-- start --
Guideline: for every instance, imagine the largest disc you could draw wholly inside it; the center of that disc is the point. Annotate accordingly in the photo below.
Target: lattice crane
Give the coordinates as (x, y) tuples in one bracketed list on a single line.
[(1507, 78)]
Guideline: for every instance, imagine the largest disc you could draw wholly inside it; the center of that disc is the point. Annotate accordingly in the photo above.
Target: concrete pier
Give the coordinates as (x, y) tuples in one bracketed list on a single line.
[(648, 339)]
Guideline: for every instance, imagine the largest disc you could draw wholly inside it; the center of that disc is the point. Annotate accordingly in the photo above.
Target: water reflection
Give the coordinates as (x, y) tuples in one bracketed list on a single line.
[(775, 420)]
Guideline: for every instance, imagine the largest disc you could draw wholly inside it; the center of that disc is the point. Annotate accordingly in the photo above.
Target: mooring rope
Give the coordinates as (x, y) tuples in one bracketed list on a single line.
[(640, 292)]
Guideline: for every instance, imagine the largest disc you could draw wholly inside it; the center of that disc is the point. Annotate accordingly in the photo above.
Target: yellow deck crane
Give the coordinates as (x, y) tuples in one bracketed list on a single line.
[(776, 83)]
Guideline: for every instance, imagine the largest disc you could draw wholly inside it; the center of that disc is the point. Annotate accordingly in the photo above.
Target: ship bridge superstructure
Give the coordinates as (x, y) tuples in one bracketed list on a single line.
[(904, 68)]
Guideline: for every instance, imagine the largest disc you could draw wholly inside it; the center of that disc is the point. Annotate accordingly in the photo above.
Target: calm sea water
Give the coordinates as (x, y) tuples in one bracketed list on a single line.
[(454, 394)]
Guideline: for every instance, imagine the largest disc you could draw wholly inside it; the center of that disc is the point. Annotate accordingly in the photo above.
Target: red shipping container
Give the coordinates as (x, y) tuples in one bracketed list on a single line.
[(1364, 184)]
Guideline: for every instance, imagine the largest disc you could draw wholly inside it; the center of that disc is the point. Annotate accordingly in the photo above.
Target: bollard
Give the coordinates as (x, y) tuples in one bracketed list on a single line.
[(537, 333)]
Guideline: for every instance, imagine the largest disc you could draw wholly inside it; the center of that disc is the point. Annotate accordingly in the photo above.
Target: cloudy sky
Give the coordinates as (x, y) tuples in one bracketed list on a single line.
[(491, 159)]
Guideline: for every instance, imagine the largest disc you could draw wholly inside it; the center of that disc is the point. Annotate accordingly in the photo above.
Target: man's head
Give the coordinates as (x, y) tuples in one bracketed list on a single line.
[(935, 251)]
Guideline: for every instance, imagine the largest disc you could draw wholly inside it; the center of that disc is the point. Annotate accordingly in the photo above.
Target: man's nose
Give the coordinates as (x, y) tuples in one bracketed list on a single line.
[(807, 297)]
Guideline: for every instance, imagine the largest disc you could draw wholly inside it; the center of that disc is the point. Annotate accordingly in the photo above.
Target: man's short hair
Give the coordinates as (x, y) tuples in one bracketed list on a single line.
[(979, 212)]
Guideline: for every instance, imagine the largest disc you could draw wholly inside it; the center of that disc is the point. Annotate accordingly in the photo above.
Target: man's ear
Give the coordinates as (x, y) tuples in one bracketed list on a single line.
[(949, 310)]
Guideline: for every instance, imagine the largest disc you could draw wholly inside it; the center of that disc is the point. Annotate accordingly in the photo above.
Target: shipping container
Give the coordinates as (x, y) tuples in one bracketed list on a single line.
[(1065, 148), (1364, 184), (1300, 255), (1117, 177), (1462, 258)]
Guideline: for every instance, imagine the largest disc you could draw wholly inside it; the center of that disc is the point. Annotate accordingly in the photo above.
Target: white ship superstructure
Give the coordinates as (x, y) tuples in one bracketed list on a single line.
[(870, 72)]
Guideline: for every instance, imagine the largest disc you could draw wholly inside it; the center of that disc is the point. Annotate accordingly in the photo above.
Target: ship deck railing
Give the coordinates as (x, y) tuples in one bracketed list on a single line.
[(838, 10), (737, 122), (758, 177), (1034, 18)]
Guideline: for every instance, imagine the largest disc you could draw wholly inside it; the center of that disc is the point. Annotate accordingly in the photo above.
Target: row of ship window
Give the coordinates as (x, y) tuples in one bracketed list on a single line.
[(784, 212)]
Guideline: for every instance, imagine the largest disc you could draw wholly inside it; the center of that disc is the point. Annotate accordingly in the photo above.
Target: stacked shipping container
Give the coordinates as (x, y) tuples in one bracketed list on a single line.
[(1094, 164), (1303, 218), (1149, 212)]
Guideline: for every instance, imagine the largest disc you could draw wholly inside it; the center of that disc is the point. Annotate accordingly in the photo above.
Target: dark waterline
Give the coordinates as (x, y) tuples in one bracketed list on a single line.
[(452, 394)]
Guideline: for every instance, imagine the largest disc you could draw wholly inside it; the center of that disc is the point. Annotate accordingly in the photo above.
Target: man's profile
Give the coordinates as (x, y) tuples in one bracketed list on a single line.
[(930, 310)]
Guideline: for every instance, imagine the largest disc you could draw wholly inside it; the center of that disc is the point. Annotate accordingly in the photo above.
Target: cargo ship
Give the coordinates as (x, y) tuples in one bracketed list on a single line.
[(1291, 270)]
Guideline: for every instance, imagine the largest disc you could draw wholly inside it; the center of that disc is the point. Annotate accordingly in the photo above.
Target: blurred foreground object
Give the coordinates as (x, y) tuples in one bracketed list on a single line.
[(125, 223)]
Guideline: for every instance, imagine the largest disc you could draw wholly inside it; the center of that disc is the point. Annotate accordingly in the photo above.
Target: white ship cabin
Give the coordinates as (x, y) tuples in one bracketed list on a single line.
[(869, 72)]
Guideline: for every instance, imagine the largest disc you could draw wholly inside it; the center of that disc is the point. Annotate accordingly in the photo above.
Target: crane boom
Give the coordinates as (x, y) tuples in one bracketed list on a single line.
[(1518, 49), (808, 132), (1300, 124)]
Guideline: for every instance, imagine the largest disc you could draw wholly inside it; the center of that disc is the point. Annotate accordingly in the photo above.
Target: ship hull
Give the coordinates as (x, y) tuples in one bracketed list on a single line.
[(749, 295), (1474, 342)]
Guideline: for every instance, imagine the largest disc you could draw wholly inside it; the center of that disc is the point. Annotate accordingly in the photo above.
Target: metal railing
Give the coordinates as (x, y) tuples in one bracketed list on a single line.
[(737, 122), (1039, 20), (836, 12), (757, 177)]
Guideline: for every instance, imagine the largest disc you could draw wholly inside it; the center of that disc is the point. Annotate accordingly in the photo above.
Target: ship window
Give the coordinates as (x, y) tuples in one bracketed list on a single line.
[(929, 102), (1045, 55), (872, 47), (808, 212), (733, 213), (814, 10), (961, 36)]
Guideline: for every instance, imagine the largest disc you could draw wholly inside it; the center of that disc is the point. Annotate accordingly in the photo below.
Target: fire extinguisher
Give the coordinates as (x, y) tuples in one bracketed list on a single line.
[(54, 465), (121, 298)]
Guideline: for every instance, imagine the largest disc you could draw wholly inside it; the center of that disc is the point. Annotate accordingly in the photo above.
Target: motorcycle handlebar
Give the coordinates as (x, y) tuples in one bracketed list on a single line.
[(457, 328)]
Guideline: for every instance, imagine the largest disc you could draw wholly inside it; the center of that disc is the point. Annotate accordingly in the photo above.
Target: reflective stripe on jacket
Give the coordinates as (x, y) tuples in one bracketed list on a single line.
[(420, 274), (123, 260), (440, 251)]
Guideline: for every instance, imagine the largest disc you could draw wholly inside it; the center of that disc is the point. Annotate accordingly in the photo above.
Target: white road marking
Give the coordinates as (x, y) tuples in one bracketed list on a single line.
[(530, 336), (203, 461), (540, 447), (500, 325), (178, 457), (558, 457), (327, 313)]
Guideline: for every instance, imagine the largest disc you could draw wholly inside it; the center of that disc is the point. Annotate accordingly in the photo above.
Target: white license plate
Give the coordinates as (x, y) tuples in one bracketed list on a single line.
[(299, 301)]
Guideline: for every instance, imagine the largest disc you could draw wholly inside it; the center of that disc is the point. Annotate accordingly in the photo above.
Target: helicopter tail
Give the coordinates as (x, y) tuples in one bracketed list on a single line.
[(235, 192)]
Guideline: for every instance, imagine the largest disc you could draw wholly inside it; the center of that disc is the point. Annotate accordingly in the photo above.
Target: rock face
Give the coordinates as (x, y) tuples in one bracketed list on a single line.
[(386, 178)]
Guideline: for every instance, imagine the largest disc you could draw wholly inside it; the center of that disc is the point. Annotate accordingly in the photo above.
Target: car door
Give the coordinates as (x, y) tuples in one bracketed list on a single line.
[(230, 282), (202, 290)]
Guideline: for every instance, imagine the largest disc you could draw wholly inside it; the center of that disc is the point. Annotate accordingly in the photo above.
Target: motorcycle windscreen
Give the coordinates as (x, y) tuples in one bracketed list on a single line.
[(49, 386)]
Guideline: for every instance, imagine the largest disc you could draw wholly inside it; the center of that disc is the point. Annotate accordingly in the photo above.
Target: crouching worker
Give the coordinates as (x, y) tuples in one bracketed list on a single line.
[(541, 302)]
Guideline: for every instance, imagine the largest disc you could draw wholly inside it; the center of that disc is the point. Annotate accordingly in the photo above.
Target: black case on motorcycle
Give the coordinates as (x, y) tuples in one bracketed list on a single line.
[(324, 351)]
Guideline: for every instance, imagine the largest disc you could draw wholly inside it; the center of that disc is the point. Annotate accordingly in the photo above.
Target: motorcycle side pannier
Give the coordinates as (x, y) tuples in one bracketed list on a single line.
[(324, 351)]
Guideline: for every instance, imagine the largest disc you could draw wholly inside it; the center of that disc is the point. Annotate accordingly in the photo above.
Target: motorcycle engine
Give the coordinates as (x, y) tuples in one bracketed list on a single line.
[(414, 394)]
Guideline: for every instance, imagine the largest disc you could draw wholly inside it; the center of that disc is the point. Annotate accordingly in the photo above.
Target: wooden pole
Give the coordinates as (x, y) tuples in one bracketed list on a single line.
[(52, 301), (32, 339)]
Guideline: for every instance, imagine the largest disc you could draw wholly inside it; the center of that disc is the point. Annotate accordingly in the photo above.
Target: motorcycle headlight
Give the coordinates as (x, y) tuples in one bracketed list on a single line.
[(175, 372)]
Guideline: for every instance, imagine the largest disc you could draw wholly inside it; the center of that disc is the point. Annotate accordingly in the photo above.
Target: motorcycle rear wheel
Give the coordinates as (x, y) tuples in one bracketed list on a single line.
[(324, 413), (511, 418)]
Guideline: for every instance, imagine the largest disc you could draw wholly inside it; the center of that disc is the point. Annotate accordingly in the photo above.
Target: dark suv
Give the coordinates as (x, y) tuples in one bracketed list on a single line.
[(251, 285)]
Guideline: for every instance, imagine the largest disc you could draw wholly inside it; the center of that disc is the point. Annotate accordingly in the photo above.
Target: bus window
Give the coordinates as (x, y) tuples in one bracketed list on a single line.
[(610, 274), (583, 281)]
-- end --
WHAT YOU WILL DO
Copy the data above exactly, from the start of the data through the line that contains "[(454, 394)]", both ends included.

ANSWER TO THIS PROBLEM
Guideline: for every instance, imagine the largest disc you could draw wholly inside it; the center of that disc is the point. Annotate accordingly in the photo below.
Target: lattice crane
Give the coordinates as (x, y) tuples in one bracketed list on a single line.
[(1507, 78)]
Guideline: for every instance, imagine the largest disc you could draw wholly inside it; the center of that disc is the point. Annotate accordingly in the photo above.
Target: concrete pier
Give the coordinates as (x, y) tuples in one bracketed list on a single line.
[(648, 339)]
Guideline: for every instance, imagine the largest disc you could draw wholly inside it; the center of that disc is the point. Annotate accordingly in the photo above.
Target: water reflection
Give the coordinates as (x, y) tuples in one bracketed list on a single line.
[(775, 420)]
Guideline: for every instance, imagine the largest disc you could draw wholly inside it; the center of that disc is the point. Annotate accordingly in the photo above.
Target: mooring rope
Give the coordinates as (x, y) tuples in one bracketed list on a single line.
[(640, 292)]
Guideline: for every instance, imagine the largest disc you could draw wholly inside it; the center of that disc is the point. Annotate accordingly in the photo above.
Target: yellow deck crane
Give the coordinates as (x, y) tuples in one bracketed list on a single line.
[(776, 83)]
Guideline: for every instance, imagine the largest disc you could draw wholly inside it; the center of that disc is the point. Annotate accordingly in the photo above.
Target: ship bridge superstructure
Give the coordinates as (x, y) tuples in one bracketed list on a single line.
[(904, 68)]
Guideline: for every instance, imagine the largest disc you could draw wholly inside it; the center of that disc is the point. Annotate accordingly in the photo above.
Target: calm sea water
Give the coordinates as (x, y) tuples in one bracketed list on a single line.
[(454, 394)]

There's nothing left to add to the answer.